Still, in many ways this book cannot adequately address several of the issues regarding the effects of the war on South Vietnamese women and civilians that an intensive oral history project might be able to. Rather, it presents the role of a specific group of women in the unique vantage point of living among and with American forces and engaging in some form of intimate contact with them. By not limiting the project to the war years of 1965 to 1975, I make it clear that the meanings of interracial sexual encounters rested heavily on the memory of the French colonial era, and that their legacies lasted far beyond the fall of Saigon. The war did not end in 1975 for those who had worked with or loved Americans. Many endured years of imprisonment or reeducation, as well as the lifelong effects of venereal disease. Those who associated with Americans risked great hardship in the wake of the US military’s exit from Vietnam and faced harassment, arrest, reeducation, torture, or even death. The tens of thousands of Amerasian “children of the enemy” have struggled to receive equal treatment in the eyes of their fellow Vietnamese.2 By examining what service member–civilian relationships looked like, how the United States and RVN governments responded to them, as well as how and why they were remembered, this work uncovers many more questions that could be pursued about the intersections of war and society during the Vietnam era.

= Activity =
In the passage on American service members and South Vietnamese women, which span of war years does the author choose not to limit the project to?

= Supplied information =
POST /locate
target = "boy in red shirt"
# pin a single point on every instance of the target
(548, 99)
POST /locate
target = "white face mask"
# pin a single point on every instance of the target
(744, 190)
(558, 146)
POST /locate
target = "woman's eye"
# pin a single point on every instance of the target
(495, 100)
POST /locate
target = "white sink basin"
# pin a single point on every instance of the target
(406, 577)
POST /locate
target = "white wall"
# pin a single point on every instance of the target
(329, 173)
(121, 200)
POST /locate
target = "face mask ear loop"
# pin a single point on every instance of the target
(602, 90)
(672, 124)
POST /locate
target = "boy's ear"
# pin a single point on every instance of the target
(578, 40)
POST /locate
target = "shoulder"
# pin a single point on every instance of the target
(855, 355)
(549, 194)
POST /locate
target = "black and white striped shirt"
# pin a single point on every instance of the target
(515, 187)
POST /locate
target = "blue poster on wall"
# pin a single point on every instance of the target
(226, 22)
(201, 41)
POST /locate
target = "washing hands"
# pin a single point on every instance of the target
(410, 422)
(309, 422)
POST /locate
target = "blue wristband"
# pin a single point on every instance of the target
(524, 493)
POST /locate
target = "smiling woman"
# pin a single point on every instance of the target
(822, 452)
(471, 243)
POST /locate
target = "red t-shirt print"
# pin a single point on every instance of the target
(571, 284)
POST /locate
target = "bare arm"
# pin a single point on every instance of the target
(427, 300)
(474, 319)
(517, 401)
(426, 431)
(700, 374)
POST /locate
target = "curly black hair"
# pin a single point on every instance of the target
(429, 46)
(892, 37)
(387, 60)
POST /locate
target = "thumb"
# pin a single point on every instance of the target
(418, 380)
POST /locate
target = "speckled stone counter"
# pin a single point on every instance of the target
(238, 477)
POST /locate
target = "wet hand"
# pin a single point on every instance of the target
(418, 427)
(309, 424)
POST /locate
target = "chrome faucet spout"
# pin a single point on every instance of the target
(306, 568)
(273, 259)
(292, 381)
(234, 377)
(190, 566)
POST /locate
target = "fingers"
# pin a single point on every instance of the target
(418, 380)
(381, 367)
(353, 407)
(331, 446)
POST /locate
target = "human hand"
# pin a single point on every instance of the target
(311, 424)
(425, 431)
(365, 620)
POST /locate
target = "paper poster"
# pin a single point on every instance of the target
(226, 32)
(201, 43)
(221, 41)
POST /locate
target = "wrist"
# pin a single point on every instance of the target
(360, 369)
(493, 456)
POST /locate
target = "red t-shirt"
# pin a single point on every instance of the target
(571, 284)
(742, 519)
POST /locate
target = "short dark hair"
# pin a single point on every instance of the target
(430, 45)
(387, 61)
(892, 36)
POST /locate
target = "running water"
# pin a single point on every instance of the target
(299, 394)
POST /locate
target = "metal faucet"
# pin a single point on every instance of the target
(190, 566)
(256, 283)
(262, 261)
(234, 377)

= Problem solution =
1965 to 1975.